BEGIN EXCERPT

Re: [PATCH v7 04/25] arm64: Substitute gettimeofday with C implementation

27 Jun 2019

On Wed, Jun 26, 2019 at 08:01:58PM +0100, Vincenzo Frascino wrote:
[...]
...
On 6/26/19 5:14 PM, Dave Martin wrote:
...
On Wed, Jun 26, 2019 at 02:27:59PM +0100, Vincenzo Frascino wrote:
...
Hi Dave,
On 25/06/2019 16:33, Dave Martin wrote:
...
On Fri, Jun 21, 2019 at 10:52:31AM +0100, Vincenzo Frascino wrote:
...
To take advantage of the commonly defined vdso interface for
gettimeofday the architectural code requires an adaptation.
Re-implement the gettimeofday vdso in C in order to use lib/vdso.
With the new implementation arm64 gains support for CLOCK_BOOTTIME
and CLOCK_TAI.
Cc: Catalin Marinas catalin.marinas@arm.com
Cc: Will Deacon will.deacon@arm.com
Signed-off-by: Vincenzo Frascino vincenzo.frascino@arm.com
Tested-by: Shijith Thotton sthotton@marvell.com
Tested-by: Andre Przywara andre.przywara@arm.com
[...]
...

diff --git a/arch/arm64/include/asm/vdso/gettimeofday.h b/arch/arm64/include/asm/vdso/gettimeofday.h
new file mode 100644
index 000000000000..bc3cb6738051
--- /dev/null
+++ b/arch/arm64/include/asm/vdso/gettimeofday.h
@@ -0,0 +1,86 @@
+/* SPDX-License-Identifier: GPL-2.0 */
+/*


Copyright (C) 2018 ARM Limited


*/

+#ifndef __ASM_VDSO_GETTIMEOFDAY_H
+#define __ASM_VDSO_GETTIMEOFDAY_H



+#ifndef __ASSEMBLY__



+#include <asm/unistd.h>
+#include <uapi/linux/time.h>



+#define VDSO_HAS_CLOCK_GETRES		1



+static __always_inline int gettimeofday_fallback(

			struct __kernel_old_timeval *_tv,


			struct timezone *_tz)



Out of interest, does this need to be __always_inline?
It is a design choice. Philosophically, I prefer to control and reduce the scope
of the decisions the compiler has to make in order to not have surprises.
...
...
+{

register struct timezone *tz asm("x1") = _tz;
register struct __kernel_old_timeval *tv asm("x0") = _tv;
register long ret asm ("x0");
register long nr asm("x8") = __NR_gettimeofday;

asm volatile(
"       svc #0\n"

Can inlining of this function result in non-trivial expressions being
substituted for _tz or _tv?
A function call can clobber register asm vars that are assigned to the
caller-save registers or that the PCS uses for function arguments, and
the situations where this can happen are poorly defined AFAICT.  There's
also no reliable way to detect at build time whether the compiler has
done this, and no robust way to stop if happening.
(IMHO the compiler is wrong to do this, but it's been that way for ever,
and I think I saw GCC 9 show this behaviour recently when I was
investigating something related.)
To be safe, it's better to put this out of line, or remove the reg asm()
specifiers, mark x0-x18 and lr as clobbered here (so that the compiler
doesn't map arguments to them), and put movs in the asm to move things
into the right registers.  The syscall number can be passed with an "i"
constraint.  (And yes, this sucks.)

END EXCERPT
BEGIN RAW RECORDS

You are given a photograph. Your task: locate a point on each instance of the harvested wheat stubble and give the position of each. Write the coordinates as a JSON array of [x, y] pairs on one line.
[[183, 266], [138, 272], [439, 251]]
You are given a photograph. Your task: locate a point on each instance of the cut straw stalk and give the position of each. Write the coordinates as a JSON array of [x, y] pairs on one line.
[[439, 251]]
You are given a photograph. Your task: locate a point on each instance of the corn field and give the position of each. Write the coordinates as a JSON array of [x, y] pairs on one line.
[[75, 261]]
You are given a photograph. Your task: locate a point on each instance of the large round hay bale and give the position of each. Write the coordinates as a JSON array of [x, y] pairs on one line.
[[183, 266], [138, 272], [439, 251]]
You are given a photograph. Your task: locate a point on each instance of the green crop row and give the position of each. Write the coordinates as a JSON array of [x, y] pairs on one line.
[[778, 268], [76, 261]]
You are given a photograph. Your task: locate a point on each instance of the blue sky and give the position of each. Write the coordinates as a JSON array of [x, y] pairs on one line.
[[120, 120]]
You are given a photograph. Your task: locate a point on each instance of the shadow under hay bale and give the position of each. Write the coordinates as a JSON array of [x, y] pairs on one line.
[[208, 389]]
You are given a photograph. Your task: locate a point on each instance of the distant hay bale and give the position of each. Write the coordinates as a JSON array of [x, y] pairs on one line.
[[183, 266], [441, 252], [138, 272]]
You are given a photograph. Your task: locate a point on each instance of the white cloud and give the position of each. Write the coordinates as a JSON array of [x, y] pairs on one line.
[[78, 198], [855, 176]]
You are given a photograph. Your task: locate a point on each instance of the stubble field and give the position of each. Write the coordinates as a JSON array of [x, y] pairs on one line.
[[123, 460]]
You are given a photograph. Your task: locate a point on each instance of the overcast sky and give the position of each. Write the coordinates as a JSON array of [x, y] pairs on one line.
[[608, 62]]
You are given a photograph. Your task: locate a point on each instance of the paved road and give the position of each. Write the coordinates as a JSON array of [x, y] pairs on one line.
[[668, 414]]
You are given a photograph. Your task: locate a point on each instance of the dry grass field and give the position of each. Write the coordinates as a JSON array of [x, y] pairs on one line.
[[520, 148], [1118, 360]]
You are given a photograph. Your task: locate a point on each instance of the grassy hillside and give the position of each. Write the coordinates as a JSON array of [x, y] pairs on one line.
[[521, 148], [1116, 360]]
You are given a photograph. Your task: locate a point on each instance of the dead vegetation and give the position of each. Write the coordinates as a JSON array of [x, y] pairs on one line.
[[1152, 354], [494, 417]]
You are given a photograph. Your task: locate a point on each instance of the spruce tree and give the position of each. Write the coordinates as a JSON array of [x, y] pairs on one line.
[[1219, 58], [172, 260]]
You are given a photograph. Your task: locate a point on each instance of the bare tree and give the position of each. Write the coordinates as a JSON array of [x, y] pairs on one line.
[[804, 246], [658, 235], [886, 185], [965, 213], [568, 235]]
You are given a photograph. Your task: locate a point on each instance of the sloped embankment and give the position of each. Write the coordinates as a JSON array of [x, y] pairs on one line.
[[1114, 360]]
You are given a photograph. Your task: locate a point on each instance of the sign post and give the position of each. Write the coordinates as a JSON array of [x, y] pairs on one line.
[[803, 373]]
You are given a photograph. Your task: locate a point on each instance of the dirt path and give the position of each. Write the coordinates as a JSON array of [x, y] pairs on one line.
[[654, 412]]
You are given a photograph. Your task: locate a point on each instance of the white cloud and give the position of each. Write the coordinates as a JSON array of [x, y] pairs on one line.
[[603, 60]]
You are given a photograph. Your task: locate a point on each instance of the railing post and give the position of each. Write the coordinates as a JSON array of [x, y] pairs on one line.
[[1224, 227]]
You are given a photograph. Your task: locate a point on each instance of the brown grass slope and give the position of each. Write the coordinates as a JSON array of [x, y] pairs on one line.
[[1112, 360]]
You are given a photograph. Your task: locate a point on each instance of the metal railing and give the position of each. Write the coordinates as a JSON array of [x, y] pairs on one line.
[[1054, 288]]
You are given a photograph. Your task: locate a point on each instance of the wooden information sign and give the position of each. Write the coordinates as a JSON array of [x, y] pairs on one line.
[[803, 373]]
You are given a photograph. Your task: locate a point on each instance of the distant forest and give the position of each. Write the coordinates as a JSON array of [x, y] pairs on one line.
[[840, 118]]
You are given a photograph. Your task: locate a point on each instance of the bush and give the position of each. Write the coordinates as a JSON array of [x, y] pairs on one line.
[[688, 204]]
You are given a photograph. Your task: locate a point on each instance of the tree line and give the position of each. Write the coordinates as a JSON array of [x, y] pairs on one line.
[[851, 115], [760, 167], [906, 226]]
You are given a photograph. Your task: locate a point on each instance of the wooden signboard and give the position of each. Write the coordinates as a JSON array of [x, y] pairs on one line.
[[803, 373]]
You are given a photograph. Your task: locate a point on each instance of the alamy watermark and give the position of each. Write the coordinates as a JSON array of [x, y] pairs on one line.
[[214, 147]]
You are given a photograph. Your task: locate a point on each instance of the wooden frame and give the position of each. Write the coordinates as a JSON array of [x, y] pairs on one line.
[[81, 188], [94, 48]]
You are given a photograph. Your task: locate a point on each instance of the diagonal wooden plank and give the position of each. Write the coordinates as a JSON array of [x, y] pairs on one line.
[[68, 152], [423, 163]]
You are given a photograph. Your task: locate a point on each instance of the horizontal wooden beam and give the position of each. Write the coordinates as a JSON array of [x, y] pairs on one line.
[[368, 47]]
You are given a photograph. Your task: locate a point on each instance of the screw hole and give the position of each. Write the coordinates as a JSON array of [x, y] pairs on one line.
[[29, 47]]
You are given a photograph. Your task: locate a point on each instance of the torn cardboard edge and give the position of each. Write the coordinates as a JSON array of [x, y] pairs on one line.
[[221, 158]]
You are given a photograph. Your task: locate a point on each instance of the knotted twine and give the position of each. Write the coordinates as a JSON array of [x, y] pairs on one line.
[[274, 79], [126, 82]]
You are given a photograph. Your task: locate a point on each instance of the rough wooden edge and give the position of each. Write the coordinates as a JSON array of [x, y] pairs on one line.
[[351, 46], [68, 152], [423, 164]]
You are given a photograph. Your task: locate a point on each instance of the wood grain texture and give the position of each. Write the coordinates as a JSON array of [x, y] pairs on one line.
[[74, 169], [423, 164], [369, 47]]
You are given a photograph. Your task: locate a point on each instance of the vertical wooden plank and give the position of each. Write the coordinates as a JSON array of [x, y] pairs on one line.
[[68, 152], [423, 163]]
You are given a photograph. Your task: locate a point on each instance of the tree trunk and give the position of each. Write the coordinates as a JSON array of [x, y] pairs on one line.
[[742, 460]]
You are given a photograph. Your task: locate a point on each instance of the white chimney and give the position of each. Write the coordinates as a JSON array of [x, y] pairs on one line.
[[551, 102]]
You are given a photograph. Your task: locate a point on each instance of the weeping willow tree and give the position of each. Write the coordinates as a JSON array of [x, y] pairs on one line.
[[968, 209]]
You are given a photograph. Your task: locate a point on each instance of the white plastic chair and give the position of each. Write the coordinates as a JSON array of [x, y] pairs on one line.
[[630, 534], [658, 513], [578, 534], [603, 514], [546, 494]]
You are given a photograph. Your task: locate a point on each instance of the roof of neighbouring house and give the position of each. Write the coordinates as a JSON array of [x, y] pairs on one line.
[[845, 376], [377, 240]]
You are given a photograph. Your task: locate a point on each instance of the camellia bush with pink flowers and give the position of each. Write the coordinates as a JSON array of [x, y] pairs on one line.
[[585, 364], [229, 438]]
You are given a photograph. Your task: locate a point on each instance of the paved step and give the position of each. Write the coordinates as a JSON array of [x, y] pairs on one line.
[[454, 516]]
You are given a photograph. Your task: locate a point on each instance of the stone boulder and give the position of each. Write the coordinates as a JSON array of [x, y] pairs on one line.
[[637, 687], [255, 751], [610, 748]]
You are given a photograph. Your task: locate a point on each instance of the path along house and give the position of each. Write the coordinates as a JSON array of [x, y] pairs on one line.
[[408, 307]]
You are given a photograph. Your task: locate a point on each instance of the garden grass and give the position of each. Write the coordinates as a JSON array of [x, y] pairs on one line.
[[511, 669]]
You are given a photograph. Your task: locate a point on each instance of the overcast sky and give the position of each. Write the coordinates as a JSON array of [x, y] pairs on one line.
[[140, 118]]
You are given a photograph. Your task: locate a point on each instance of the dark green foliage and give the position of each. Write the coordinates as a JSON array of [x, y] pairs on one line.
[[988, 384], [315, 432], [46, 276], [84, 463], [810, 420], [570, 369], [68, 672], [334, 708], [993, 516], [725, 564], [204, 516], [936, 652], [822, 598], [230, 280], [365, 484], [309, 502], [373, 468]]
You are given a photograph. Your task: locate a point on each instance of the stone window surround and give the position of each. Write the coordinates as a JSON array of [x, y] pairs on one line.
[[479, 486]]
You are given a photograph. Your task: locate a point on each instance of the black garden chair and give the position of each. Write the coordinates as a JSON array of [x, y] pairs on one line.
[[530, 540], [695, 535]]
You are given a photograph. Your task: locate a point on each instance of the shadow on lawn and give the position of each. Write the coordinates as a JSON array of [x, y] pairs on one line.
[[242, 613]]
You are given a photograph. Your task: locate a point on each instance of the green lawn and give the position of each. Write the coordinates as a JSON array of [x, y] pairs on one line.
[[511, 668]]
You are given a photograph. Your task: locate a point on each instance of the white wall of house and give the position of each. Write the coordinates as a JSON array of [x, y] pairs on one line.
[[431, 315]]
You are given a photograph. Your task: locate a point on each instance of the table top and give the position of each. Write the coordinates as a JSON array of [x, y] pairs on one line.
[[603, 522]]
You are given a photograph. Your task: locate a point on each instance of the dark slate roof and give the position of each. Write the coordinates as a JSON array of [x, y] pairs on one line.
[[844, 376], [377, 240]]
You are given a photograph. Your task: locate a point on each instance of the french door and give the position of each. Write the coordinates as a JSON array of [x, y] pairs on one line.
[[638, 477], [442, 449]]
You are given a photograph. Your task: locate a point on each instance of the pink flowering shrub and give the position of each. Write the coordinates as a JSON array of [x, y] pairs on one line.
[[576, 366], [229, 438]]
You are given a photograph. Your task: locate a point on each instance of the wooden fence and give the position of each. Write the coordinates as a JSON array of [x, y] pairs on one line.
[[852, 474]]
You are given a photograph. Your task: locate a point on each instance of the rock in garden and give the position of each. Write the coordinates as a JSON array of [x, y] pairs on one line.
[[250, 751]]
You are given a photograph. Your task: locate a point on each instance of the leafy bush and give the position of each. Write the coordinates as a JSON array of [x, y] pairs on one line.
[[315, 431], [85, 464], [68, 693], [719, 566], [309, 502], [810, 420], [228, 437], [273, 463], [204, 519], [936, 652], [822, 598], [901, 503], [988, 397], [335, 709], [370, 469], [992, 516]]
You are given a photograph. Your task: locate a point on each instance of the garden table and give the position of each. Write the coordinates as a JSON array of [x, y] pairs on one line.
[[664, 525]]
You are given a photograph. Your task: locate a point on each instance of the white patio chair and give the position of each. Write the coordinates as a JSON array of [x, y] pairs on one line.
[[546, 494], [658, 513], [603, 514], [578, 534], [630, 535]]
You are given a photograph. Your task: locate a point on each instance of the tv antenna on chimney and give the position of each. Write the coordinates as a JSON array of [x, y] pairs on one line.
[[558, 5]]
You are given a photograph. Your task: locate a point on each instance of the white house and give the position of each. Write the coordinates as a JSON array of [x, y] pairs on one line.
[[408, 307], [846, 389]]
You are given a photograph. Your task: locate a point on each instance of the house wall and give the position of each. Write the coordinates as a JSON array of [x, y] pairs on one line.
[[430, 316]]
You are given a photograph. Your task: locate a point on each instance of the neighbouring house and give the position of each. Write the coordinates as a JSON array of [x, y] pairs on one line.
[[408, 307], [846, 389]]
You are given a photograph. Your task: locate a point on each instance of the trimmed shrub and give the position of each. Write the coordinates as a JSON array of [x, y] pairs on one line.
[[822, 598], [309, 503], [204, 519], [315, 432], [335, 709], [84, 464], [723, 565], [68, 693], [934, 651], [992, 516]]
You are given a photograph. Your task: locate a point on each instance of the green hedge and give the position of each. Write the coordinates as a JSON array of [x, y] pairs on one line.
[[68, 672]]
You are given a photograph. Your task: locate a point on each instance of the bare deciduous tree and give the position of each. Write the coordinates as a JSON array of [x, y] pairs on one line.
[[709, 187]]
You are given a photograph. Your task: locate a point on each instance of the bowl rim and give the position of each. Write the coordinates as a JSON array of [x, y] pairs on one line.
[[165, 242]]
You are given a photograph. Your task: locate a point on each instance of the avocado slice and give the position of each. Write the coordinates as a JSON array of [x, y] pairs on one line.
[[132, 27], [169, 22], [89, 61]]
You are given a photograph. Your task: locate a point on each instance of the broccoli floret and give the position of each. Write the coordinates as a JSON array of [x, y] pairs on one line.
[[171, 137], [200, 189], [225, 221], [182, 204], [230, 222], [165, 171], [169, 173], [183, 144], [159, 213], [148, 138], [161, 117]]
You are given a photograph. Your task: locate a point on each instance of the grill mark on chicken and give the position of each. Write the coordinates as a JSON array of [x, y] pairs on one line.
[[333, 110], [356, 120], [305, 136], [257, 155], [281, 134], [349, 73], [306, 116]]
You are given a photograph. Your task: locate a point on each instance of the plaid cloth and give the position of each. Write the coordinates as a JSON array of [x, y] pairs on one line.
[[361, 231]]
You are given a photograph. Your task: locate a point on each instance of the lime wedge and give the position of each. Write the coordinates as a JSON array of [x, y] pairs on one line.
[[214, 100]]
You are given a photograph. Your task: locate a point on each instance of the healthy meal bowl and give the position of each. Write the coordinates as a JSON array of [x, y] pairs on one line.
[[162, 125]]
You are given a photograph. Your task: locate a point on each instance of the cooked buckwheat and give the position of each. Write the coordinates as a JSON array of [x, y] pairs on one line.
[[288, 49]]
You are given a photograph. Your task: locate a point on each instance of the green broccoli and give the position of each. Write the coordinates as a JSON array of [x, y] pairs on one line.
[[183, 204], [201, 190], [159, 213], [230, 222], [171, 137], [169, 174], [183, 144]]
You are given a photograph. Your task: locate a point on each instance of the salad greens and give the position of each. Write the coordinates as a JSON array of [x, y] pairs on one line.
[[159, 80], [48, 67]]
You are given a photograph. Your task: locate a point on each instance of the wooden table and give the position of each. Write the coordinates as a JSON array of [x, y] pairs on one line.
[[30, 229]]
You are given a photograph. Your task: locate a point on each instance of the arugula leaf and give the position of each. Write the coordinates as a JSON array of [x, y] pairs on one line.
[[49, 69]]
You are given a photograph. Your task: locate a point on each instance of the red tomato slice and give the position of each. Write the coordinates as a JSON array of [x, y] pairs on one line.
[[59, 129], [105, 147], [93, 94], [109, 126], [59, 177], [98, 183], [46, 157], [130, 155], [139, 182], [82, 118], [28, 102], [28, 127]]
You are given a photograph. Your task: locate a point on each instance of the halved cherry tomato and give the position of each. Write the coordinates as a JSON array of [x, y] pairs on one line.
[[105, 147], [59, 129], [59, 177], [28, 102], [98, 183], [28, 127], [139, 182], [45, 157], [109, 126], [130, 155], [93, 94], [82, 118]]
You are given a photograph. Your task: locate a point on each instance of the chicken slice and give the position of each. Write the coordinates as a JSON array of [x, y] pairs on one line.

END RAW RECORDS

- **REQUESTS**:
1. Reproduce the part of the arm64 gettimeofday patch thread starting at "To be safe, it's" and ending at "yes, this sucks.)".
2. Answer these questions from the arm64 gettimeofday patch thread:
(a) Which two clocks does arm64 gain support for with the new implementation?
(b) What value is VDSO_HAS_CLOCK_GETRES defined as?
(c) Which GCC version was mentioned as showing the register-clobbering behavior recently?

- **OUTPUTS BY TASK**:
1.
To be safe, it's better to put this out of line, or remove the reg asm()
specifiers, mark x0-x18 and lr as clobbered here (so that the compiler
doesn't map arguments to them), and put movs in the asm to move things
into the right registers.  The syscall number can be passed with an "i"
constraint.  (And yes, this sucks.)

2.
(a) CLOCK_BOOTTIME and CLOCK_TAI
(b) 1
(c) GCC 9